* _RECORD EXTRACTS_

++++

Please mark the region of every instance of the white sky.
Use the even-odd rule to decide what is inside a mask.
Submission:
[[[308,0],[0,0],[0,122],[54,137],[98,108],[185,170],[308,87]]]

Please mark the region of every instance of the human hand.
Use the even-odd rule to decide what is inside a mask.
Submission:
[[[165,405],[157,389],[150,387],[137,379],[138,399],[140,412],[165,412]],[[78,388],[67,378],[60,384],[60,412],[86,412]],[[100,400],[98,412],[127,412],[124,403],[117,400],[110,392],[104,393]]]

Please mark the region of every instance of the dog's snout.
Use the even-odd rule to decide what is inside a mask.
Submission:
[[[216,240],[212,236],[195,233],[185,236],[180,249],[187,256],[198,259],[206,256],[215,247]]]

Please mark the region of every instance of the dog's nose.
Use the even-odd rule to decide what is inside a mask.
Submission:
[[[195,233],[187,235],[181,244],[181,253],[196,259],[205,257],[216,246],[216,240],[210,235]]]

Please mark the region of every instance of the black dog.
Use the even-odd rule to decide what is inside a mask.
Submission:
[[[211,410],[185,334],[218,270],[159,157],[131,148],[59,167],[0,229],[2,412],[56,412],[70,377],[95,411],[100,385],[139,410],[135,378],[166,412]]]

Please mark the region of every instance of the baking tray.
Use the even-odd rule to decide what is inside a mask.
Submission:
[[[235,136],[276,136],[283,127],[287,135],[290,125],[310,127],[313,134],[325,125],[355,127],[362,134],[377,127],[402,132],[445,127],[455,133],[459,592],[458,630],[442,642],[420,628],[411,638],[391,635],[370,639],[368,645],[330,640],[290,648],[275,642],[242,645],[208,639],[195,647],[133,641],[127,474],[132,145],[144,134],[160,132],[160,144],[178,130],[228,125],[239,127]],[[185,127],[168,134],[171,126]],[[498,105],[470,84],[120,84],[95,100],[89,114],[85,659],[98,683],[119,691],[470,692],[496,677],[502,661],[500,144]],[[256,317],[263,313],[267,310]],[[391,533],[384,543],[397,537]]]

++++

* _TASK PROMPT_
Rewrite the data from its beginning through the line containing "[[[308,0],[0,0],[0,122],[54,137],[98,108],[185,170],[308,87]]]", both included, shifting every polygon vertex coordinate in the answers up by 129. Leave everything else unchanged.

* _ANSWER TO THE EXERCISE_
Please mark the region of every instance of the white sky.
Use the even-odd rule to decide what is inside a mask.
Submission:
[[[437,129],[129,129],[129,251],[183,266],[227,237],[314,299],[437,216]]]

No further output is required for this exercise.